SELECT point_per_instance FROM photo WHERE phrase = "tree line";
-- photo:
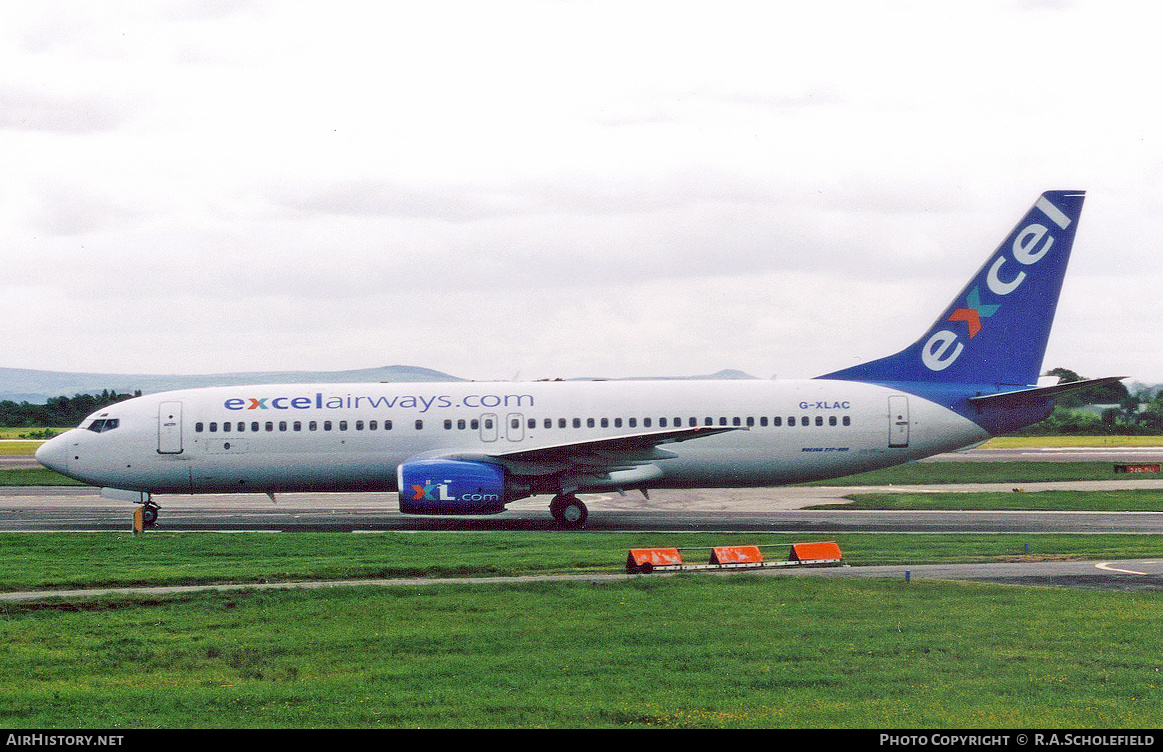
(58, 412)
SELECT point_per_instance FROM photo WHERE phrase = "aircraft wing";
(1037, 394)
(609, 462)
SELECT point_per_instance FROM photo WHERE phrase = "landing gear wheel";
(149, 514)
(569, 511)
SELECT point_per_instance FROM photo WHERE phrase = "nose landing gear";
(145, 516)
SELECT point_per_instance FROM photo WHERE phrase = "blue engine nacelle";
(452, 487)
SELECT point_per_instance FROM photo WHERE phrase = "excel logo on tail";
(1005, 274)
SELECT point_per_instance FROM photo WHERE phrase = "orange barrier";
(815, 552)
(1148, 467)
(736, 554)
(647, 560)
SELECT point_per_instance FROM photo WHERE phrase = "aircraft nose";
(54, 455)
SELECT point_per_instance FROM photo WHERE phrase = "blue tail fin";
(994, 331)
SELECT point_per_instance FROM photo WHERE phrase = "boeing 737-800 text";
(471, 448)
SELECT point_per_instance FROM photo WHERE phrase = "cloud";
(73, 114)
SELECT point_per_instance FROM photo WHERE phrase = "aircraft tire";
(569, 510)
(149, 514)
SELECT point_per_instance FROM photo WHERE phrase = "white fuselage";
(352, 437)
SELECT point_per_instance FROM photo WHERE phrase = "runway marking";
(1105, 566)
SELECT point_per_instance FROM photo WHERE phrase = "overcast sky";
(563, 188)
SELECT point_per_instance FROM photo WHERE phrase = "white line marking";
(1107, 567)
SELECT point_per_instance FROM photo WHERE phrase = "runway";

+ + + +

▶ [Set problem] Return the whole listing, word for word, and leave out every picture.

▶ [Answer to this task]
SELECT point_per_instance FROM photo WHERE phrase = "tree line";
-- photo:
(58, 412)
SELECT point_per_instance FROM photo WHERE phrase = "aircraft wing";
(1037, 394)
(609, 462)
SELECT point_per_instance FROM photo WHERE phrase = "landing gear wheel";
(149, 514)
(569, 511)
SELECT point_per_instance FROM photo WHERE phrase = "nose landing gear";
(145, 516)
SELECT point_per_instance FROM photo WHERE phrase = "blue engine nacelle";
(452, 487)
SELECT point_per_instance FROM photo WHERE phrase = "excel logo on tail";
(1005, 274)
SELECT point_per_instance FROM photo WHERE phrase = "orange barrier";
(815, 552)
(1148, 467)
(736, 554)
(647, 560)
SELECT point_per_instance FROM photo WHERE phrase = "aircraft nose";
(54, 455)
SELECT point_per_instance FROM photo WHERE phrase = "blue tail fin";
(994, 331)
SELECT point_per_instance FROM photo WHERE phrase = "boeing 737-800 text";
(471, 448)
SELECT point_per_instance FROM photo WHERE phrase = "cloud";
(73, 114)
SELECT point_per_instance FROM photo WHERE phrase = "aircraft tire";
(569, 510)
(149, 514)
SELECT point_per_instance FROM photo WHERE phrase = "white fuselage";
(352, 437)
SELECT point_per_instance FROM photo WHERE phrase = "runway marking";
(1105, 566)
SELECT point_per_instance FROM photo WHERE phrase = "overcast sky";
(563, 188)
SELECT point_per_instance FROM photo WHERE phrase = "white line marking";
(1107, 567)
SELECT point_per_instance FROM photo WHERE phrase = "runway";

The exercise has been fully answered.